(Saved entries)
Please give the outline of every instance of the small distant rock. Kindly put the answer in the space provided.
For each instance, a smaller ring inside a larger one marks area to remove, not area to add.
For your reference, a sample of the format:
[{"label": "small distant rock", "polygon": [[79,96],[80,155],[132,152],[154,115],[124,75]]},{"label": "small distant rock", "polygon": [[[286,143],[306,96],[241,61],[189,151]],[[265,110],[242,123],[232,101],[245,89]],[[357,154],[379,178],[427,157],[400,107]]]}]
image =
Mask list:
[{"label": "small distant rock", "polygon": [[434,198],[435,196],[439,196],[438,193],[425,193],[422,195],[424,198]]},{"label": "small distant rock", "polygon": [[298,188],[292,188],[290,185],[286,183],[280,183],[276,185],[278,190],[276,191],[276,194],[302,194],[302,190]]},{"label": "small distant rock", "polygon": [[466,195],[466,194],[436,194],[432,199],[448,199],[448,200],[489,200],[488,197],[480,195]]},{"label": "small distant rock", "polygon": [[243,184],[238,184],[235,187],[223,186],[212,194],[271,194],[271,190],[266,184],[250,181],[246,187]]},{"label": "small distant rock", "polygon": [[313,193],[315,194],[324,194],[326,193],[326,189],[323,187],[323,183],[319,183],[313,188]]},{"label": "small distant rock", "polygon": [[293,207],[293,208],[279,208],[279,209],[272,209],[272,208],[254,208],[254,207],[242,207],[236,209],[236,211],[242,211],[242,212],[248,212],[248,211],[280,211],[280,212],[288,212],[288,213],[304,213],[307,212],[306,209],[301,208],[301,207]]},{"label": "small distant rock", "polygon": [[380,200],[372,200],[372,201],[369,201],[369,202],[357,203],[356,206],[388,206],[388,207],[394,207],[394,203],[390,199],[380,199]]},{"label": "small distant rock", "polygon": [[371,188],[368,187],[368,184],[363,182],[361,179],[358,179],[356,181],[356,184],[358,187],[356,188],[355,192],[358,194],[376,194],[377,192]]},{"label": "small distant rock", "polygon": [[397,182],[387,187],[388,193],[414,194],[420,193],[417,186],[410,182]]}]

• **Work to be completed**: Only the lines above, from the first through the one holding "For your reference, a", are to be output, and they must be copied exactly.

• **Exercise response**:
Please give the outline of every instance of the small distant rock. Kindly put the answer in the space provided.
For each instance, a smaller ring inside a larger one marks area to remove, not area to add.
For your reference, a sample of the format:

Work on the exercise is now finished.